**Records for processing**

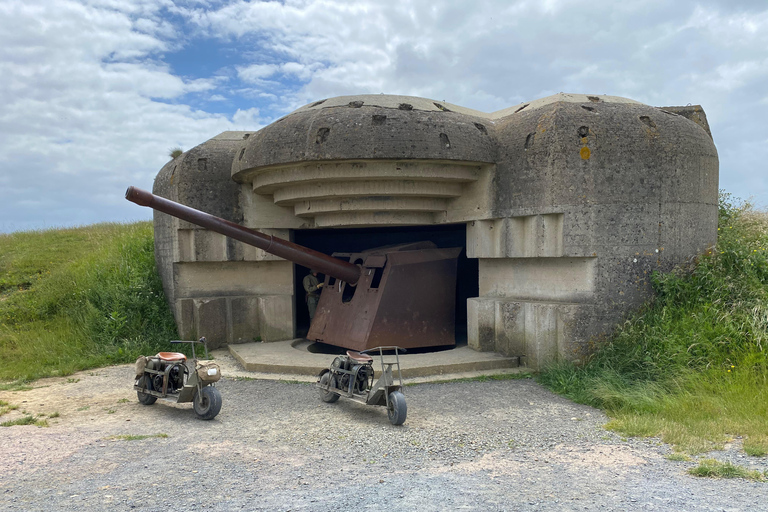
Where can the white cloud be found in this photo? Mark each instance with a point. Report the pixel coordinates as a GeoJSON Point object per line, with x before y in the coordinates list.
{"type": "Point", "coordinates": [90, 101]}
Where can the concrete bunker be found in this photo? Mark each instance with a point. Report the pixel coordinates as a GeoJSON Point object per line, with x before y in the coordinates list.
{"type": "Point", "coordinates": [567, 204]}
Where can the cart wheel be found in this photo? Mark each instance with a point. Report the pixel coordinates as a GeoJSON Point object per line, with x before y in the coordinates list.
{"type": "Point", "coordinates": [207, 404]}
{"type": "Point", "coordinates": [397, 410]}
{"type": "Point", "coordinates": [328, 396]}
{"type": "Point", "coordinates": [145, 398]}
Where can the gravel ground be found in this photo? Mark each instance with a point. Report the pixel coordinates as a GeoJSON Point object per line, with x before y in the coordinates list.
{"type": "Point", "coordinates": [501, 445]}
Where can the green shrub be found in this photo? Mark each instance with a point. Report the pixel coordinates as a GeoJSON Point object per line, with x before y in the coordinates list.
{"type": "Point", "coordinates": [701, 341]}
{"type": "Point", "coordinates": [79, 298]}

**Goal of the exercise**
Where the records above contain a line with "Where can the gravel", repeat that line and each later line through the end, exactly, and nothing more.

**Exercise response**
Where can the gravel ground be found in this photo? Mark each instance with a point. Report the pixel coordinates as a GeoJSON Point object per line, with x before y in the coordinates list.
{"type": "Point", "coordinates": [501, 445]}
Where can the green shrub be found in this photo? Mark each instance with a point. Report the pixel coordinates as a GeoJSON Point object per line, with x before y in the coordinates list.
{"type": "Point", "coordinates": [701, 341]}
{"type": "Point", "coordinates": [79, 298]}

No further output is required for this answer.